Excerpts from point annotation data
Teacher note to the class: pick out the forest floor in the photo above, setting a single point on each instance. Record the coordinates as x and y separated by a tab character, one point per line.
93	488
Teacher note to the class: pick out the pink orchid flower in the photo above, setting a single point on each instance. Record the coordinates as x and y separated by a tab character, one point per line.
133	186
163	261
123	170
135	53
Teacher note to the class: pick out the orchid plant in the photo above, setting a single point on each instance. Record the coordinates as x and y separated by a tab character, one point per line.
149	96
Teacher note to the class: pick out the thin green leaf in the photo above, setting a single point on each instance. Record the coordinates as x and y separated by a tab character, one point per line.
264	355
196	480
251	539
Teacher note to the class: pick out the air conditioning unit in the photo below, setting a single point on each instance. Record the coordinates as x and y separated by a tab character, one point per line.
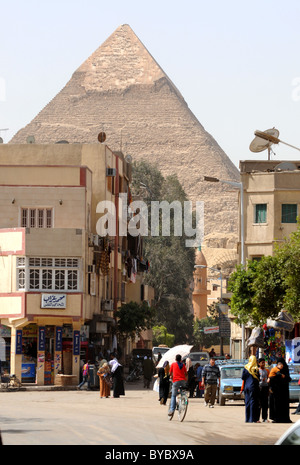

■ SET PROBLEM ■
Rewrite every line of the records above, requests included, and increase each x and y coordinate in the answers by 47. Leave the pictures out of the result.

■ ANSWER TO THIS TASK ■
Teacher note to the class: pick out the forest floor in the photo above, setting a single point on each instance. Record the coordinates as x and y separated by a tab character, one point per line.
140	535
Teacher note to the class: pick out the pink orchid flower in the photo above, setting a single point on each instance. Record the coordinates as x and y separated by a tab character, one point per line.
180	233
210	308
170	217
182	100
Teacher note to the class: pick out the orchid plant in the photo above, setting a single point on each instance. Record the coordinates as x and y separated by a tab character, one point per line.
196	143
Teacher note to the class: pick out the thin green leaf in the photo above, setting a single point on each instance. Record the coordinates as x and y separated by a tab character, one point per line.
311	402
243	527
298	586
Teacher note to the class: pick out the air conditioning unit in the photo below, setting a single point on each instance. Record the coordinates as x and y separated by a tab character, one point per line.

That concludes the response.